* [Short task]
Every entry that follows needs to be repeated exactly.

* [Records shown]
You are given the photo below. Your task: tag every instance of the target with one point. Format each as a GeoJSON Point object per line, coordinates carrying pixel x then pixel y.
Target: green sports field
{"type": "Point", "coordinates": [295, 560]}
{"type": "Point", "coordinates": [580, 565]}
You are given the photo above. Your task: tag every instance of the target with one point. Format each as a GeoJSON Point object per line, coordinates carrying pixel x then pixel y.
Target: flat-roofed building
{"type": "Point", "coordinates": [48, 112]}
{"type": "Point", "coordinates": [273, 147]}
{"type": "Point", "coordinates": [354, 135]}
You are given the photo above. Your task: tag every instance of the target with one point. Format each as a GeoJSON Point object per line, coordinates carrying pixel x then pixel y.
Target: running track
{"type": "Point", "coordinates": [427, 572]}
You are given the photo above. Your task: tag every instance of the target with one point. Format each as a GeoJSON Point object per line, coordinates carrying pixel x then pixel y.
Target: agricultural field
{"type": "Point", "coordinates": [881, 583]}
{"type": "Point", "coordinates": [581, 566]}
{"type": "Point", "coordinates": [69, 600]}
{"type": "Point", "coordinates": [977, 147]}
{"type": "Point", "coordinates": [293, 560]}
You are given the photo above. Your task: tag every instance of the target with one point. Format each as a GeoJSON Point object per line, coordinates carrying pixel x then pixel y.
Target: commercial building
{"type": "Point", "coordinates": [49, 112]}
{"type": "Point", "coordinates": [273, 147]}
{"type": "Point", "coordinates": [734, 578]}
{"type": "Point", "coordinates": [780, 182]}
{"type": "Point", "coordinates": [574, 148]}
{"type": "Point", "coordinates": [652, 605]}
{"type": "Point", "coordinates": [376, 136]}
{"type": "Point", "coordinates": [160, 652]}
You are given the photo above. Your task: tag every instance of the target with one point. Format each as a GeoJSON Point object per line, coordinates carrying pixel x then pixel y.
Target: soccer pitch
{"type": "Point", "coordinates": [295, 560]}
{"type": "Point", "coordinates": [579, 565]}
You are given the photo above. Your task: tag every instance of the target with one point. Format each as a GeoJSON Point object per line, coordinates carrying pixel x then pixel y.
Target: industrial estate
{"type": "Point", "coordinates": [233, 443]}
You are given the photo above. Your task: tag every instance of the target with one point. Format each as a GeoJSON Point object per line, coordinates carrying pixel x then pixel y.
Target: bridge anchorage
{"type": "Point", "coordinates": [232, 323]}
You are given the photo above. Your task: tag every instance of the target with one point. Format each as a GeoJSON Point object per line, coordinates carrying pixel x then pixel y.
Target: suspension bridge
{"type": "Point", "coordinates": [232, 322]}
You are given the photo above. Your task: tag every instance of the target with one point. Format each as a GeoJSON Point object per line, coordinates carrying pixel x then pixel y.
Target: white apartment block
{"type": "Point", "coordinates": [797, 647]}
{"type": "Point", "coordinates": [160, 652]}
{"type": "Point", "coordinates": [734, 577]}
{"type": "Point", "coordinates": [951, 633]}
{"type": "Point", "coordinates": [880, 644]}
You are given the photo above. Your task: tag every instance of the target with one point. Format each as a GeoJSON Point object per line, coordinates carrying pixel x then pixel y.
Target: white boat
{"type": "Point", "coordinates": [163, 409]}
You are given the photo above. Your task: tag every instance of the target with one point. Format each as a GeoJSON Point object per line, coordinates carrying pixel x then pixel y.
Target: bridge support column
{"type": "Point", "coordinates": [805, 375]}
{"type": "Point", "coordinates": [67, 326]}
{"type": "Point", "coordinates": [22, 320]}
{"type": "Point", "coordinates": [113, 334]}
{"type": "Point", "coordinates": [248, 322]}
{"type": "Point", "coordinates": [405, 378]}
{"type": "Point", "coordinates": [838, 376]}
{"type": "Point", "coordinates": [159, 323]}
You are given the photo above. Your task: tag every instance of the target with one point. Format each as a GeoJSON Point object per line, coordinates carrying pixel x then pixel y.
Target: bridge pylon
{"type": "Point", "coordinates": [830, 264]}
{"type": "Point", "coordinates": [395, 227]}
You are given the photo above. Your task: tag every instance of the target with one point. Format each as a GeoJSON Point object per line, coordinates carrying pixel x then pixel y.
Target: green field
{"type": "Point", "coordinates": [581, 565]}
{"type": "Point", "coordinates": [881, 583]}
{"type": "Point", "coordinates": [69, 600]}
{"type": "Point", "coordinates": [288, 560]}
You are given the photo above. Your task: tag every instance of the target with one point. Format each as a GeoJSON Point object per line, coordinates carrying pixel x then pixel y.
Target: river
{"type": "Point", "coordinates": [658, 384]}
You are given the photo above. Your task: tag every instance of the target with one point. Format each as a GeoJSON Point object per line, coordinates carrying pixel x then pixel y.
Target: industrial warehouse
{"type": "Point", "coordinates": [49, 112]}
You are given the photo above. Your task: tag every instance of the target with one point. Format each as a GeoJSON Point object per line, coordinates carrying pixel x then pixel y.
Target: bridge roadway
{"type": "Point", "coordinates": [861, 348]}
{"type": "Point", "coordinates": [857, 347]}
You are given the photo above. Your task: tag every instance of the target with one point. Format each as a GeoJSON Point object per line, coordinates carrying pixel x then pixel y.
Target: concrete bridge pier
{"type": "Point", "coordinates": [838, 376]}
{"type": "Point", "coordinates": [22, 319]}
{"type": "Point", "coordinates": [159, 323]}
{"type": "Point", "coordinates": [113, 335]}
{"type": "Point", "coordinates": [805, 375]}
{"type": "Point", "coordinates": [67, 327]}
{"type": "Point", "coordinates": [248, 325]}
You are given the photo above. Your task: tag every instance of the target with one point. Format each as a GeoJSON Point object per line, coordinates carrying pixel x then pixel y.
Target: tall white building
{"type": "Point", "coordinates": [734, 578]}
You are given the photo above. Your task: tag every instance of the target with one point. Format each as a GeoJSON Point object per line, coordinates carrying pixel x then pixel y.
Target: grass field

* [Output of the task]
You are given the photo below. Your task: tag every instance of the target with one point. Format each as a GeoJSON Point object per line, coordinates carrying pixel x then pixel y.
Target: green sports field
{"type": "Point", "coordinates": [295, 560]}
{"type": "Point", "coordinates": [580, 565]}
You are given the photo above. Your task: tag every instance of the target with one point. Format each as a GeoJSON Point object per line, coordinates carrying pixel x then pixel y.
Target: flat-roofed building
{"type": "Point", "coordinates": [48, 112]}
{"type": "Point", "coordinates": [273, 147]}
{"type": "Point", "coordinates": [354, 135]}
You are given the photo above. Your task: tag every instance of the target with one point. Format each as a GeoJSON Point object per line, coordinates carrying pixel x then pixel y.
Target: running track
{"type": "Point", "coordinates": [427, 572]}
You are given the photo above. Your task: tag every instance of the target with one point. Format each as a GeoJSON Point object per line, coordinates carrying pixel x then pixel y.
Target: agricultural field
{"type": "Point", "coordinates": [881, 583]}
{"type": "Point", "coordinates": [581, 566]}
{"type": "Point", "coordinates": [69, 600]}
{"type": "Point", "coordinates": [977, 147]}
{"type": "Point", "coordinates": [293, 560]}
You are given the photo above. Your task: tag every instance of the target with one point. Format each as a GeoJSON Point object per line, coordinates carrying pixel x then pixel y.
Target: commercial building
{"type": "Point", "coordinates": [49, 112]}
{"type": "Point", "coordinates": [273, 147]}
{"type": "Point", "coordinates": [734, 578]}
{"type": "Point", "coordinates": [780, 182]}
{"type": "Point", "coordinates": [574, 148]}
{"type": "Point", "coordinates": [652, 605]}
{"type": "Point", "coordinates": [376, 136]}
{"type": "Point", "coordinates": [160, 652]}
You are given the photo above. Your task: tag every instance of the target with one point. Format each as a GeoJSON Point object per line, coordinates carrying pixel x then pixel y.
Target: soccer pitch
{"type": "Point", "coordinates": [295, 560]}
{"type": "Point", "coordinates": [579, 565]}
You are given the photo above. Your task: tag every instance of the target with one point. Format each as a GeoJSON Point object per line, coordinates carrying pixel x then pixel y.
Target: industrial estate
{"type": "Point", "coordinates": [233, 443]}
You are given the photo above. Your task: tag every instance of the target with one point. Format each as a GeoJSON Point object per line, coordinates carrying pixel x then pixel y.
Target: bridge anchorage
{"type": "Point", "coordinates": [232, 323]}
You are given the photo above. Your task: tag every instance of the target with one point. Format each as a GeoJSON Point object per line, coordinates carrying pixel x then pixel y.
Target: suspension bridge
{"type": "Point", "coordinates": [232, 322]}
You are given the photo above. Your task: tag every instance of the target with one point. Format each as a GeoJSON Point object per line, coordinates carrying pixel x then pixel y.
Target: white apartment block
{"type": "Point", "coordinates": [797, 647]}
{"type": "Point", "coordinates": [160, 652]}
{"type": "Point", "coordinates": [734, 577]}
{"type": "Point", "coordinates": [951, 633]}
{"type": "Point", "coordinates": [880, 644]}
You are given the photo above. Your task: tag every instance of the target with one point. Format each as a GeoJSON Point object per line, coordinates carrying pixel x then pixel y.
Target: white boat
{"type": "Point", "coordinates": [163, 409]}
You are given the photo above. Your task: tag every instance of the target with one point. Format each as a GeoJSON Point object per line, coordinates carrying pixel x then pixel y.
Target: bridge support column
{"type": "Point", "coordinates": [805, 375]}
{"type": "Point", "coordinates": [67, 326]}
{"type": "Point", "coordinates": [22, 320]}
{"type": "Point", "coordinates": [113, 334]}
{"type": "Point", "coordinates": [248, 322]}
{"type": "Point", "coordinates": [405, 378]}
{"type": "Point", "coordinates": [838, 376]}
{"type": "Point", "coordinates": [159, 323]}
You are given the photo above. Your task: tag every instance of the target with one point. Format each as a GeoJSON Point object per line, coordinates carrying pixel x then pixel y.
Target: bridge pylon
{"type": "Point", "coordinates": [830, 264]}
{"type": "Point", "coordinates": [395, 227]}
You are given the photo above. Your task: tag every instance of the target with one point. Format each as a GeoJSON Point object per line, coordinates carrying pixel x then pixel y.
Target: green field
{"type": "Point", "coordinates": [581, 565]}
{"type": "Point", "coordinates": [881, 583]}
{"type": "Point", "coordinates": [69, 600]}
{"type": "Point", "coordinates": [288, 560]}
You are given the photo above. Your task: tag every instance of the target with one point. Format each as a GeoJSON Point object per line, coordinates carrying pixel x then pixel y.
Target: river
{"type": "Point", "coordinates": [658, 384]}
You are given the photo above. Your task: tag every instance of the target with one point. Format each as a GeoJSON Point object per line, coordinates carrying pixel x then pixel y.
Target: industrial warehouse
{"type": "Point", "coordinates": [49, 112]}
You are given the photo above. Your task: tag every instance of the target with one point. Format each as a GeoJSON Point object per line, coordinates carrying pixel x then pixel y.
Target: bridge roadway
{"type": "Point", "coordinates": [861, 348]}
{"type": "Point", "coordinates": [857, 347]}
You are given the photo above. Your task: tag every instance of the target with one point. Format each as a GeoJSON Point object per line, coordinates carrying pixel x then pixel y.
Target: concrete bridge pier
{"type": "Point", "coordinates": [838, 376]}
{"type": "Point", "coordinates": [22, 319]}
{"type": "Point", "coordinates": [159, 323]}
{"type": "Point", "coordinates": [113, 335]}
{"type": "Point", "coordinates": [805, 375]}
{"type": "Point", "coordinates": [67, 327]}
{"type": "Point", "coordinates": [248, 325]}
You are given the photo above. Your task: tag every instance of the target with one point. Format each as a GeoJSON Point object per line, coordinates carrying pixel x then pixel y.
Target: tall white building
{"type": "Point", "coordinates": [734, 578]}
You are given the photo above. Your task: tag every instance of the target with one point. Format each as a GeoJSON Point object per line, coordinates carrying pixel x then pixel y.
Target: grass field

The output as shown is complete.